Recorded data:
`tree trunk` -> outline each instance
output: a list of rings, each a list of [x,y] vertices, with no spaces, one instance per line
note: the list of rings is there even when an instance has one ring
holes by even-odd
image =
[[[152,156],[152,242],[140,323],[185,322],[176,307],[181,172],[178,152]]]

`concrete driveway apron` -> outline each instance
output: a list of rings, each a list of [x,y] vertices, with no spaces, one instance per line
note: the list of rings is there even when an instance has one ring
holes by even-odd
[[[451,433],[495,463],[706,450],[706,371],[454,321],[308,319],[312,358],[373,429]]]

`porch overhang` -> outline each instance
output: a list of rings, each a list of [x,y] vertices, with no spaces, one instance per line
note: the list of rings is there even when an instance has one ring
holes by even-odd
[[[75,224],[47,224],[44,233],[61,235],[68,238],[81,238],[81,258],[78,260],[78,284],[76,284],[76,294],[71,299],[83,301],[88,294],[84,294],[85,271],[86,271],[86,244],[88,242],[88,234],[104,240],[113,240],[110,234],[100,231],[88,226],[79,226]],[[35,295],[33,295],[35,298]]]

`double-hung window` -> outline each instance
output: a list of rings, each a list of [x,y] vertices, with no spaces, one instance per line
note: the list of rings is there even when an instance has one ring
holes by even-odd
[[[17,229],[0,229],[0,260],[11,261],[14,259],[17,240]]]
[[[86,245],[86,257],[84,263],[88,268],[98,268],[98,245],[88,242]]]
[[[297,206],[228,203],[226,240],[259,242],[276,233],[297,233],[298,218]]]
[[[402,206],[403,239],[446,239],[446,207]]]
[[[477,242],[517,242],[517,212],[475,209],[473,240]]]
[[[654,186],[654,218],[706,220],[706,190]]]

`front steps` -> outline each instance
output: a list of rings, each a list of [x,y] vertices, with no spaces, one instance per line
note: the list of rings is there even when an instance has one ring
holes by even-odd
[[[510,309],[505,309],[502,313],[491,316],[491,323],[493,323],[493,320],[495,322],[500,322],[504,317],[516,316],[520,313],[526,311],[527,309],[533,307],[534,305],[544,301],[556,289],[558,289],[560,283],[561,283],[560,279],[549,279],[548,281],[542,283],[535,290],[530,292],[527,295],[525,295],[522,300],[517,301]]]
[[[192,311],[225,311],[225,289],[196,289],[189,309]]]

▶ EXERCISE AIM
Extract every line of the listing above and reproduce each one without any change.

▶ EXERCISE OUTPUT
`tree trunk` -> outline each instance
output: a list of rings, each a list of [x,y] vertices, with no spaces, one instance per line
note: the list of rings is there even when an instance has one ring
holes by even-odd
image =
[[[152,156],[152,242],[140,323],[185,322],[176,307],[181,172],[178,152]]]

`concrete driveway apron` -> outline each instance
output: a list of rings, each a list of [x,y] vertices, with no spaces, one instance per line
note: the list of rings is there even when an instance has one ring
holes by even-odd
[[[451,433],[495,463],[706,450],[706,371],[454,321],[308,319],[312,358],[373,429]]]

`porch overhang` -> outline each instance
output: a list of rings, each a list of [x,y] vertices, with no spaces, one instance per line
note: the list of rings is there even when an instance has one ring
holes by even-odd
[[[75,224],[47,224],[44,233],[61,235],[68,238],[81,238],[81,258],[78,260],[78,284],[76,284],[76,294],[71,299],[83,301],[88,294],[84,294],[85,271],[86,271],[86,244],[88,242],[88,234],[104,240],[113,240],[110,234],[100,231],[88,226],[79,226]],[[35,295],[33,295],[35,298]]]

`double-hung window` -> outline each instance
output: a list of rings, each a list of [x,y] vertices, with no spaces, one instance per line
note: the list of rings is there even when an instance has one ring
holes by even-odd
[[[17,229],[0,229],[0,260],[11,261],[14,259],[17,240]]]
[[[86,245],[86,257],[84,263],[88,268],[98,268],[98,245],[88,242]]]
[[[297,206],[228,203],[226,240],[259,242],[276,233],[297,233],[298,218]]]
[[[402,206],[403,239],[446,239],[446,207]]]
[[[477,242],[517,242],[517,212],[475,209],[473,240]]]
[[[654,186],[654,218],[706,220],[706,190]]]

`front steps` -> outline each instance
output: a list of rings, each a list of [x,y] vertices, with no spaces, one instance per line
note: the list of rings is there even when an instance has one ring
holes by even-odd
[[[510,309],[505,309],[502,313],[491,316],[491,323],[493,323],[493,320],[495,322],[500,322],[504,317],[516,316],[520,313],[526,311],[527,309],[533,307],[534,305],[544,301],[556,289],[558,289],[560,283],[561,283],[560,279],[549,279],[548,281],[542,283],[535,290],[530,292],[527,295],[525,295],[522,300],[517,301]]]
[[[192,311],[225,311],[225,289],[196,289],[189,309]]]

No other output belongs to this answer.